CONSIGNES DE L'EXERCICE:
(1) Recopiez fidèlement un passage de l'extrait sur Pierre Loti et le Pays basque, en partant des mots « Cette caractéristique si » et en vous arrêtant après les mots « évoluant sur scène. ».
(2) Relevez toutes les lignes placées sous « Entrées enregistrées » et reproduisez-les sans rien y changer.

EXTRAIT:
--------------------------------
Là, où l’auteur-narrateur est le plus enthousiaste, c’est à propos des jeux et fêtes basques, qu’il s’agisse de la pelote basque et de ses compétitions où s’illustrent Ramuntcho et ses amis, des chants ou des concours d’improvisation, des cérémonies religieuses et des églises aux galeries si particulières, des danses et du fandango aux musiques naïves et ancestrales. Ce monde basque, aux coutumes si particulières, donne finalement l’impression d’une sorte d’enfance éternelle du monde, enclavée dans une terre à part, ni française ni espagnole, un morceau de paradis oublié dans l’histoire, un éden comme l’île Bourbon pu l’être pour Paul et Virginie au XVIII° siècle.
Cette âme basque se lit surtout sur les façades : « Les maisons basques émergeaient çà et là, très élevées, le toit débordant, très blanches dans leur vieillesse extrême, avec leurs auvents bruns ou verts. Et partout, sur leurs balcons de bois séchaient les citrouilles jaune d’or, les gerbes de haricots roses ; partout sur leurs murs s’étageaient comme de beaux chapelets de corail, des guirlandes de piments rouges : toutes choses de la terre encore féconde, toutes choses du vieux sol nourricier, amassées suivant l’usage millénaire, en prévision des mois assombris où la chaleur s’en va. »
Cette caractéristique si visuelle, si descriptive de son roman incite Pierre Loti à en donner une version théâtrale dans un mélodrame représenté en 1907, à l’Odéon. L’histoire de Ramuntcho partagé entre son attachement à sa terre et son désir d’ailleurs, son amour pour Gracieuse et son destin d’exilé, est doublée de séquences spectaculaires, dansées et folkloriques, avec fandango, chanteurs et joueurs de pelote basque évoluant sur scène.
Initiation et popularisation
Pierre Loti découvrant le Pays basque n’avait pourtant pas l’intention d’abandonner son pays au tourisme mais de le sanctuariser. C’était toute l’ambiguïté de son roman, œuvre de célébration, d’osciller entre initiation et popularisation. Trop conscient de ce paradoxe, Pierre Loti, lui-même double, homme de deux femmes, une Charentaise et une Basque, amis des riches Parisiens inaugurant le tourisme balnéaire et de pauvres artisans basques, se détache peu à peu des mondanités officielles allant jusqu’à désirer être transporté dans sa maison d’Hendaye pour y mourir face à la Bidassoa.
Ses séjours pendant près de quarante ans (1895-1933) en ont fait un observateur vigilant des aménagements touristiques de la côte. En 1908, face aux travaux de création de la station d’Hendaye Plage, il écrit un article prémonitoire dans La Figaro en 1908 : « L’agonie de l’Euskalerria ». Devant les constructions de villas, sanatorium et autre casino, dans le style basque mais pour une clientèle non basque, il dénonce ceux qu’il appelle les « malfaiteurs du littoral ». Ils ont senti le charme de l’Euskadi, dit-il, mais ils ne s’aperçoivent pas qu’ils le détruisent : « Sont-ils seulement capables de comprendre ce qui va manquer à leur pastiche de la ville basque ? L’empreinte du passé, le mystère, l’indéfinissable calme, la protection des vieilles églises, tout l’indicible de ce pays, et son âme même. »
--------------------------------
Entrées enregistrées
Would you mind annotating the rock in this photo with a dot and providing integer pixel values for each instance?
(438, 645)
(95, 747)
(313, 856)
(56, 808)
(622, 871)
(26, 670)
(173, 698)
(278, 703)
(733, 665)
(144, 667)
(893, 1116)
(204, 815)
--------------------------------
RÉSULTATS:
(1)
Cette caractéristique si visuelle, si descriptive de son roman incite Pierre Loti à en donner une version théâtrale dans un mélodrame représenté en 1907, à l’Odéon. L’histoire de Ramuntcho partagé entre son attachement à sa terre et son désir d’ailleurs, son amour pour Gracieuse et son destin d’exilé, est doublée de séquences spectaculaires, dansées et folkloriques, avec fandango, chanteurs et joueurs de pelote basque évoluant sur scène.

(2)
Would you mind annotating the rock in this photo with a dot and providing integer pixel values for each instance?
(438, 645)
(95, 747)
(313, 856)
(56, 808)
(622, 871)
(26, 670)
(173, 698)
(278, 703)
(733, 665)
(144, 667)
(893, 1116)
(204, 815)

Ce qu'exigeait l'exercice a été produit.